-- Exercise inputs --
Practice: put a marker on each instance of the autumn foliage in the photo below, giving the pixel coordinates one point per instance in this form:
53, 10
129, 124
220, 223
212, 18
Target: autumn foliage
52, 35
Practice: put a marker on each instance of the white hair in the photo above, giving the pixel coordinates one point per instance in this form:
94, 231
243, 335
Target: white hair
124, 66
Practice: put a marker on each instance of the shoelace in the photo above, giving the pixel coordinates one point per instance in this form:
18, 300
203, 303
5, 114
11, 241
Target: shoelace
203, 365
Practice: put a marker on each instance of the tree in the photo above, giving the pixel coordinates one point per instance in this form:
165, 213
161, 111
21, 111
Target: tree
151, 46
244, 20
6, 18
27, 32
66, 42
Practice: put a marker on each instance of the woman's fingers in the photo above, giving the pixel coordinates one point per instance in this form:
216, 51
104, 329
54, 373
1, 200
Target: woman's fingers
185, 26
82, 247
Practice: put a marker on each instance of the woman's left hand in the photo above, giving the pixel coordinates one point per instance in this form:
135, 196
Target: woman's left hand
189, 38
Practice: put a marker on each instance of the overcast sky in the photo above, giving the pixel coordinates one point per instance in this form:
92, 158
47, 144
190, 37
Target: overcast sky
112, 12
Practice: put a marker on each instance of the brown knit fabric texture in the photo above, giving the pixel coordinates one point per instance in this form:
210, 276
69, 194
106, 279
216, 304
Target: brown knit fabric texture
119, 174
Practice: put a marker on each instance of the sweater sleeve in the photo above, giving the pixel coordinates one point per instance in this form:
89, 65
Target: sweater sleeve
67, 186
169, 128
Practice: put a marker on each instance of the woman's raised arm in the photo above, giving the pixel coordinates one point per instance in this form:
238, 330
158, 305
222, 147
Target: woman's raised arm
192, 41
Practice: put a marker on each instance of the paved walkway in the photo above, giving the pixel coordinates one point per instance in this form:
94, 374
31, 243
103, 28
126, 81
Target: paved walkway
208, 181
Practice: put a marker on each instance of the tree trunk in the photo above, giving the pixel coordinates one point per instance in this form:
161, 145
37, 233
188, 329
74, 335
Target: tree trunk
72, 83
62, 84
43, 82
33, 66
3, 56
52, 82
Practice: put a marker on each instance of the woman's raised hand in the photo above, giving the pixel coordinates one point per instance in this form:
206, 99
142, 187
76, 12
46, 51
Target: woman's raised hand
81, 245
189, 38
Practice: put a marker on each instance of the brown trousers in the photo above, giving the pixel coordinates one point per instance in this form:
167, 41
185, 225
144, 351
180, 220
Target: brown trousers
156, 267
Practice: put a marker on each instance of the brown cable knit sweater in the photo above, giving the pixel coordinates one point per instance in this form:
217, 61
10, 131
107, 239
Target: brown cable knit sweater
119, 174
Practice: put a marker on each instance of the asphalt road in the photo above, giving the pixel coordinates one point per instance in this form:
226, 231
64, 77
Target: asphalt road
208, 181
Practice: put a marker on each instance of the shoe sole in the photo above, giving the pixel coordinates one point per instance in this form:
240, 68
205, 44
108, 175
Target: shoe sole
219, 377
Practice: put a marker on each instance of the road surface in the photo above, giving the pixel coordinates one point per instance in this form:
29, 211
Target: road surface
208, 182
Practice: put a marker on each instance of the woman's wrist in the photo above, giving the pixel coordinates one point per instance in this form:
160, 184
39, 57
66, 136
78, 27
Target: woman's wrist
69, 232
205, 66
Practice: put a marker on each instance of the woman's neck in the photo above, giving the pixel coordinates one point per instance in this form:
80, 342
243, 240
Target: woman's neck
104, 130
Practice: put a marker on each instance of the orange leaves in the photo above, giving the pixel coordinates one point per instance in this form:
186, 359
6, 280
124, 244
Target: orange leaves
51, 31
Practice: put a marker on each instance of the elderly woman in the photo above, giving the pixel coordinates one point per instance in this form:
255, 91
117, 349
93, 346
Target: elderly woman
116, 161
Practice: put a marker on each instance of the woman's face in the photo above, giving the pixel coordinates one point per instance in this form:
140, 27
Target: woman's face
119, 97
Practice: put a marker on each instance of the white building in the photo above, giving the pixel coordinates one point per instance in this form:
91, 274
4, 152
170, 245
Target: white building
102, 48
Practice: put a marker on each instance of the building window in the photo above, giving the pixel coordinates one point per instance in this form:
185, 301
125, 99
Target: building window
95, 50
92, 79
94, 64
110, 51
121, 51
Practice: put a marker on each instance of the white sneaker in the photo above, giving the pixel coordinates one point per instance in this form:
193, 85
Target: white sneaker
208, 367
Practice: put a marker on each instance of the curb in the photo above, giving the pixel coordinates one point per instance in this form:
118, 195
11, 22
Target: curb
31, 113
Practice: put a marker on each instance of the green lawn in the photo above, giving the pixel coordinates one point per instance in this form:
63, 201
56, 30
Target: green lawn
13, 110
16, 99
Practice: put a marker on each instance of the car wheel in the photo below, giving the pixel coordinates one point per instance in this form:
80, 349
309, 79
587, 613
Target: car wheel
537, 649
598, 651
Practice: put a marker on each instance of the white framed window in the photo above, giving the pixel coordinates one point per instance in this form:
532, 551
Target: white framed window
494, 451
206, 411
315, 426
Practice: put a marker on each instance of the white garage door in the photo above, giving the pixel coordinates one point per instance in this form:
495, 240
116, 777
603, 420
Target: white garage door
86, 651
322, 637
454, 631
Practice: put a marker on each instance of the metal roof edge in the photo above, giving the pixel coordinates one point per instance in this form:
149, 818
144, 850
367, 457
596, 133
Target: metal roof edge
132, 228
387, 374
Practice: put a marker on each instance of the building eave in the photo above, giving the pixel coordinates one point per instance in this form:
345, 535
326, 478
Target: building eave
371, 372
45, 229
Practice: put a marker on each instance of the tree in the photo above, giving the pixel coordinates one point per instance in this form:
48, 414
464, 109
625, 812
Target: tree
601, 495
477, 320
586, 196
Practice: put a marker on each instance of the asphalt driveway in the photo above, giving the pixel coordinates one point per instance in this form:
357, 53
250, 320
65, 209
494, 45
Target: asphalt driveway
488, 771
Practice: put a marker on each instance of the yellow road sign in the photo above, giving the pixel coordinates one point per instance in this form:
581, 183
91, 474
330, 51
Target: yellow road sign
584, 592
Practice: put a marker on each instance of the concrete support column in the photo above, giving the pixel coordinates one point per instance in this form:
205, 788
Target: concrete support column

-- Task instructions --
Scan the data above for the word "column" and report every line where it is found.

-- Exercise answer --
Practice: put a marker on each instance of the concrete support column in the photo above, giving the pixel coordinates one point per instance in this form:
Target: concrete support column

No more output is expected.